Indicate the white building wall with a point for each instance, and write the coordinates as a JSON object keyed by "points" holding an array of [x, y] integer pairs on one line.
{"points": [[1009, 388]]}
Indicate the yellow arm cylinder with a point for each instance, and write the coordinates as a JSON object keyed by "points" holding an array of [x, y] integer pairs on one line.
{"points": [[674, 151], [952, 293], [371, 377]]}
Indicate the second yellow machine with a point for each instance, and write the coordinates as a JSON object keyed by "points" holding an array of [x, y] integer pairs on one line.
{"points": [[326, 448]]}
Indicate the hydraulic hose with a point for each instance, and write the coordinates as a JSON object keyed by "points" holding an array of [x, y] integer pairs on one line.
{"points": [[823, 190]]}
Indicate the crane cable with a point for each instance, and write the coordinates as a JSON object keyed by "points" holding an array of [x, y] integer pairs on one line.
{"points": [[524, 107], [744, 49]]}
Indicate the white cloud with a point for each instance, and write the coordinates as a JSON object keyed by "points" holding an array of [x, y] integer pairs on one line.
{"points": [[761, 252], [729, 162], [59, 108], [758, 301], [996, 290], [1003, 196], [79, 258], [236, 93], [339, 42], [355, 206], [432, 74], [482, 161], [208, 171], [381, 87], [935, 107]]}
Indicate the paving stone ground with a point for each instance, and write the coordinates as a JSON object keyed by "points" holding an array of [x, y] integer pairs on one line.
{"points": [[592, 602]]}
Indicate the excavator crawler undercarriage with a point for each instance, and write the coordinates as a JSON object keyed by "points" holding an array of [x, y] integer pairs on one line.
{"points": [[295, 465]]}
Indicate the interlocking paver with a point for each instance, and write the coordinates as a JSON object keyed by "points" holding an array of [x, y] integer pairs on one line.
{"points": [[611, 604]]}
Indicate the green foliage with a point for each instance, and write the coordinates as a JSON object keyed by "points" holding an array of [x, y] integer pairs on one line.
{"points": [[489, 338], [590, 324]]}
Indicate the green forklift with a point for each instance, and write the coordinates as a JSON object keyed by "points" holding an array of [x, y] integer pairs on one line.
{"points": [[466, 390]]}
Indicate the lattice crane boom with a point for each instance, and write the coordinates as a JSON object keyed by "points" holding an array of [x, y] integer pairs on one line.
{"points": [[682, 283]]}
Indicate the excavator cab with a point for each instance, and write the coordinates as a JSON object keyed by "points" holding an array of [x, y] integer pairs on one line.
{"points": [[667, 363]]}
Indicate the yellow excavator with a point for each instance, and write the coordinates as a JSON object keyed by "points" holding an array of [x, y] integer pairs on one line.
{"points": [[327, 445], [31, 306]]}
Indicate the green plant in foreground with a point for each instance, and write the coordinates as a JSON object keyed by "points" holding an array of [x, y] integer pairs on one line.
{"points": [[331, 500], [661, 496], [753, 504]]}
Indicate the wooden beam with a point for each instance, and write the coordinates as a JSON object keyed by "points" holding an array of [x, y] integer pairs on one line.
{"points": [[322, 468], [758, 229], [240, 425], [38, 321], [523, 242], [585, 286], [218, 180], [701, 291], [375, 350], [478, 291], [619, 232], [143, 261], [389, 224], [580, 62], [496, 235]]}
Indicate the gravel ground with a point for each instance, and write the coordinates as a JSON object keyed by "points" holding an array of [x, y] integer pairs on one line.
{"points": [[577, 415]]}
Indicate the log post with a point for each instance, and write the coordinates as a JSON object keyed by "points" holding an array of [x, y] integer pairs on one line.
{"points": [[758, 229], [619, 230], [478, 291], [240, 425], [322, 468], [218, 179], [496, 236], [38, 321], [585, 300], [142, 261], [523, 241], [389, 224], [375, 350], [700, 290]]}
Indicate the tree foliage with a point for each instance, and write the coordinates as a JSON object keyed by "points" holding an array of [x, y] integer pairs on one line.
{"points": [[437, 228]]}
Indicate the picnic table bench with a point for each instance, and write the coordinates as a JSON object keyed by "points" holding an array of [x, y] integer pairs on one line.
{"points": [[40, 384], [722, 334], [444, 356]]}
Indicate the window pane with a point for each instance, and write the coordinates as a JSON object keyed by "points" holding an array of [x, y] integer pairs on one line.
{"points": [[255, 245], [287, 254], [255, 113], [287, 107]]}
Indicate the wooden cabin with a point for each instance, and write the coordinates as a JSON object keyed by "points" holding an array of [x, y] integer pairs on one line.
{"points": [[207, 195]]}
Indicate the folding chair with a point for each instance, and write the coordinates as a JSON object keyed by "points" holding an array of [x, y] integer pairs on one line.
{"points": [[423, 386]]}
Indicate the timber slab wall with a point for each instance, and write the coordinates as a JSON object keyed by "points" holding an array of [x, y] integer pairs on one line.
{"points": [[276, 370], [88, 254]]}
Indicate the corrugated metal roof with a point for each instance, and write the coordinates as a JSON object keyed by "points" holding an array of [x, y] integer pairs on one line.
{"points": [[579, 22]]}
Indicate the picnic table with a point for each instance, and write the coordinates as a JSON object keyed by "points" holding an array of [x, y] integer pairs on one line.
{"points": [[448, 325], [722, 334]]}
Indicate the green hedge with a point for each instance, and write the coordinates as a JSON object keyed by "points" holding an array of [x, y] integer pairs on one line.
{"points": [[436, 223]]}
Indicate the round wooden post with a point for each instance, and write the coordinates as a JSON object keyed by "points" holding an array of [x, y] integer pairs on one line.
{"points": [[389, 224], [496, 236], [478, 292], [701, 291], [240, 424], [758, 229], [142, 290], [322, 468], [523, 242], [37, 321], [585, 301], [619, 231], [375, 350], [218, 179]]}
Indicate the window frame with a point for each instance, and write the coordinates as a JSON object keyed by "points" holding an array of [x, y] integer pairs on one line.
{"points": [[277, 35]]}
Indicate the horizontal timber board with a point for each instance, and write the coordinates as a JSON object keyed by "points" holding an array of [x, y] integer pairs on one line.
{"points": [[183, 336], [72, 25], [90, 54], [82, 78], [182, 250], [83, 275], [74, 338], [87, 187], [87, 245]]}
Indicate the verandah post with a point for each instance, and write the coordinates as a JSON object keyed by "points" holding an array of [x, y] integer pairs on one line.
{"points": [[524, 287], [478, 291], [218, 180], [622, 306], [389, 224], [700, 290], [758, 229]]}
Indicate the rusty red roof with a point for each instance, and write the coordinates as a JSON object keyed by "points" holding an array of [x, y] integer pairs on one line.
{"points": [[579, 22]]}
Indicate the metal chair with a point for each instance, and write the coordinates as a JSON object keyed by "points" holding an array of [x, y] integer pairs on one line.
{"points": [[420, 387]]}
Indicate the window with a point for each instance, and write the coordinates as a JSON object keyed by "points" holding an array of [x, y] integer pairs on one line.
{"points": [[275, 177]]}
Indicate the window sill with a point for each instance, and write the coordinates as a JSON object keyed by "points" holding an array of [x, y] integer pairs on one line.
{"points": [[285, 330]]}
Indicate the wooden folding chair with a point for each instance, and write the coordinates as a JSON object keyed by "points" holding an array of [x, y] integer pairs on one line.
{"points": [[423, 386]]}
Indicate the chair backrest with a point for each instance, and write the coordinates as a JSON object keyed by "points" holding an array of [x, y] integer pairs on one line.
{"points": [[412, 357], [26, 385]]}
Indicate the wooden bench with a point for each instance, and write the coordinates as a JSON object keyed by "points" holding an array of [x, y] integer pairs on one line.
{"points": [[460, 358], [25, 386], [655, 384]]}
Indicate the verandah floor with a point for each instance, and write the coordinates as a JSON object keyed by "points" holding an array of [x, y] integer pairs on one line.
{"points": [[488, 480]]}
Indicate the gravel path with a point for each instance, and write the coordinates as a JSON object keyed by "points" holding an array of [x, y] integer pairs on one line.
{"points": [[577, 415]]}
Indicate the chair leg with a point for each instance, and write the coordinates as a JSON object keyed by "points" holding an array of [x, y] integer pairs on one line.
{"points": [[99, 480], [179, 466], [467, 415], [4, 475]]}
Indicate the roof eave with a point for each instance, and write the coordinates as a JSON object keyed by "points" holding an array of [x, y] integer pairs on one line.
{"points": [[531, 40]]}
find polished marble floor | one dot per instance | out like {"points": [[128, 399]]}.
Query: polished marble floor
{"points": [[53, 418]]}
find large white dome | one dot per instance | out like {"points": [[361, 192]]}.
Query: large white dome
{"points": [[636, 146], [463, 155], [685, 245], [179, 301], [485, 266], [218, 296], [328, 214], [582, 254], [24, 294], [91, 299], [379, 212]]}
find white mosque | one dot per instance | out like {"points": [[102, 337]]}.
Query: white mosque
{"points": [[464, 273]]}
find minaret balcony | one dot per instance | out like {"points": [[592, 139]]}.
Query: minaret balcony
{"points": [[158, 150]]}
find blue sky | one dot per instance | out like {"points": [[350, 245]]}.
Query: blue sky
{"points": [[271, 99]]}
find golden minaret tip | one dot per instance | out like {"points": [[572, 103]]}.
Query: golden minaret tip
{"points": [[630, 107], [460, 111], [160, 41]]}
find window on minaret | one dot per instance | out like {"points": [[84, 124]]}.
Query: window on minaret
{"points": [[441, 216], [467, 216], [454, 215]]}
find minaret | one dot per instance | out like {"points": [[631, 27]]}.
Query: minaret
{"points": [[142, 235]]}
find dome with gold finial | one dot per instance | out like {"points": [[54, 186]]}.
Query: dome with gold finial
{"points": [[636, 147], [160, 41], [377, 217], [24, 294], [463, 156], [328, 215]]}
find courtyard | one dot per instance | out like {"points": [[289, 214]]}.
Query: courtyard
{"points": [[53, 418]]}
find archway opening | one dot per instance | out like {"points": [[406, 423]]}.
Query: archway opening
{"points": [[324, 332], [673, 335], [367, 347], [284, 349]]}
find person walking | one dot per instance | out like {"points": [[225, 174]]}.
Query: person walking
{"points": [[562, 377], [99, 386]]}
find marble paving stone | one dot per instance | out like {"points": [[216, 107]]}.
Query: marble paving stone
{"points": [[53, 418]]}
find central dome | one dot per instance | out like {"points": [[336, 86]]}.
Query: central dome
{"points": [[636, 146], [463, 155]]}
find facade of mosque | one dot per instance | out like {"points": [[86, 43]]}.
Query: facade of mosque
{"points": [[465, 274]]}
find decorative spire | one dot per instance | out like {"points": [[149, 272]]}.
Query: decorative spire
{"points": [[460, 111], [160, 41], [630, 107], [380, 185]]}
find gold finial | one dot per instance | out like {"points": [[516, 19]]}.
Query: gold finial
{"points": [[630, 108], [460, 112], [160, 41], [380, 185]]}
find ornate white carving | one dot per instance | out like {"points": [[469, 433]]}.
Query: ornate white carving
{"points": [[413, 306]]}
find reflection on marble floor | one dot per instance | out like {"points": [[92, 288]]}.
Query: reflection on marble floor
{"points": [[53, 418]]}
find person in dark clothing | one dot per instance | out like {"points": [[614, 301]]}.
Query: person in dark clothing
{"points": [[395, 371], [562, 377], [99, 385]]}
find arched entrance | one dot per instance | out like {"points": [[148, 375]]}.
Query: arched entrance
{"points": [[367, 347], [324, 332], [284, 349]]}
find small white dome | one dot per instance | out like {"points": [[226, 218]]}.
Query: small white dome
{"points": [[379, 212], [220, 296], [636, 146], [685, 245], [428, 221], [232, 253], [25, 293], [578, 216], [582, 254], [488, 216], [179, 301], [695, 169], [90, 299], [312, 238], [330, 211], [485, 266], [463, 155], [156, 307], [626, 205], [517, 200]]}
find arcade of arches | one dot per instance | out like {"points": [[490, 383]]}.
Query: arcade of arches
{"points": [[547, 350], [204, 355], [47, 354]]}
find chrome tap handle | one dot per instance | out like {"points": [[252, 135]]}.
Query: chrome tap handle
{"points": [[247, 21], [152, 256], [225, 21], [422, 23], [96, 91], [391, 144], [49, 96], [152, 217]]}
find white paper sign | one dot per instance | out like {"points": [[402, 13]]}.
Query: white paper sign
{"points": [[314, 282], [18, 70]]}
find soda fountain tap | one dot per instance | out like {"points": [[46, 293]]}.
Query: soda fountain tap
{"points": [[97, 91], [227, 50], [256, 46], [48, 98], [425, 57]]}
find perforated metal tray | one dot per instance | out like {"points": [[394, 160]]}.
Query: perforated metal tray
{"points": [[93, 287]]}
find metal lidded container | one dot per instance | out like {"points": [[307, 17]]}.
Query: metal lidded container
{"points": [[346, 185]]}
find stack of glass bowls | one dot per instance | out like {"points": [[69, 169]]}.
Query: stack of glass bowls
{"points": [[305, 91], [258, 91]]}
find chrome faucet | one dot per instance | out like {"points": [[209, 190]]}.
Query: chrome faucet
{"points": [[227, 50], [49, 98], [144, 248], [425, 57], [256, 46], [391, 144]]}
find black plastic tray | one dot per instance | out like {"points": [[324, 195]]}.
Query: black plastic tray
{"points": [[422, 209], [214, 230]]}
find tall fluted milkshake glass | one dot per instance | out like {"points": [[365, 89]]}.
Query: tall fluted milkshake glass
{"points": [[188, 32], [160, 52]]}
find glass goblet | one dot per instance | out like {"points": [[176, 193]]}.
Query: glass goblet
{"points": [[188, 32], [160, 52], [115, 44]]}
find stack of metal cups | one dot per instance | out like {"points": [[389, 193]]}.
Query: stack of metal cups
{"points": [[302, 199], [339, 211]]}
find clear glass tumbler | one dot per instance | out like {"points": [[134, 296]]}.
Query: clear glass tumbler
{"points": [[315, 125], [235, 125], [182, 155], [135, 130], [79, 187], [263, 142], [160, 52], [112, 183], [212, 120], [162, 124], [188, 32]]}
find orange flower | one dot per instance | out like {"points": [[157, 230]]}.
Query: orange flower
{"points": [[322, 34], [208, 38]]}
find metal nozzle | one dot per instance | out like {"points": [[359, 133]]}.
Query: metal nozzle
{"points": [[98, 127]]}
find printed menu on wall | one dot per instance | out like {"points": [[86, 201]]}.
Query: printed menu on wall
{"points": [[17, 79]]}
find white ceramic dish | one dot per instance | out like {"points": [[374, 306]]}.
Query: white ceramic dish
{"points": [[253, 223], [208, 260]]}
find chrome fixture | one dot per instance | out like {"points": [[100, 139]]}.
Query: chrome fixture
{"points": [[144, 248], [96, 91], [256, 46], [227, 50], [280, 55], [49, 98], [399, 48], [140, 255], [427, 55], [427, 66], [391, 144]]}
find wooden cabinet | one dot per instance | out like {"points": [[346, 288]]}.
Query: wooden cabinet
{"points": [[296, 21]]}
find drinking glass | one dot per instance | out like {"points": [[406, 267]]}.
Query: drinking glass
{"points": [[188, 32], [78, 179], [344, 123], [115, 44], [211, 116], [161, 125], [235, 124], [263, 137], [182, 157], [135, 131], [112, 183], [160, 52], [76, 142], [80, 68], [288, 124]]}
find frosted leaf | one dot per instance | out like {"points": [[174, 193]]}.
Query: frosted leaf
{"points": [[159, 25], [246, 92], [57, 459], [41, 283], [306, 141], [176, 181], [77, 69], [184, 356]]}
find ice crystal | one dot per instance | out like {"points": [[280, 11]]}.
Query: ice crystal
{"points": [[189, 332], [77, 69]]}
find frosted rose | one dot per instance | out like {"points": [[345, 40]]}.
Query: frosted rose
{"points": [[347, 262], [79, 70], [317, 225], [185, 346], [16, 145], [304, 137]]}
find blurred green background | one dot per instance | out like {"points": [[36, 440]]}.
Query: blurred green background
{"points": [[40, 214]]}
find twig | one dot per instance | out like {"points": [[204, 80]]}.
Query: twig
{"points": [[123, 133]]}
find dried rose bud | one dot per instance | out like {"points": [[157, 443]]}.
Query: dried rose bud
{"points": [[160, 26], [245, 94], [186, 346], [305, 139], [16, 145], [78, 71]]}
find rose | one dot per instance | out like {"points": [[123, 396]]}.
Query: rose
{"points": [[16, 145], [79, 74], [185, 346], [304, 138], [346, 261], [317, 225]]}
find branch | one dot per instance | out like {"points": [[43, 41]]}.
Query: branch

# Problem description
Reproduce nothing but the lines from the line containing "find twig |" to the last line of the data, each exactly as written.

# Answer below
find twig | one dot per instance | out like {"points": [[204, 80]]}.
Query: twig
{"points": [[123, 133]]}
find dried rose bud | one dot per instance | out like {"points": [[157, 443]]}.
Query: dried rose bud
{"points": [[160, 26], [245, 94], [186, 346], [305, 139], [16, 145], [78, 71]]}
find rose | one dot per instance | out like {"points": [[123, 396]]}.
Query: rose
{"points": [[16, 145], [79, 74], [185, 346], [304, 138], [346, 261], [317, 225]]}
find branch | one dot per instance | out like {"points": [[43, 41]]}.
Query: branch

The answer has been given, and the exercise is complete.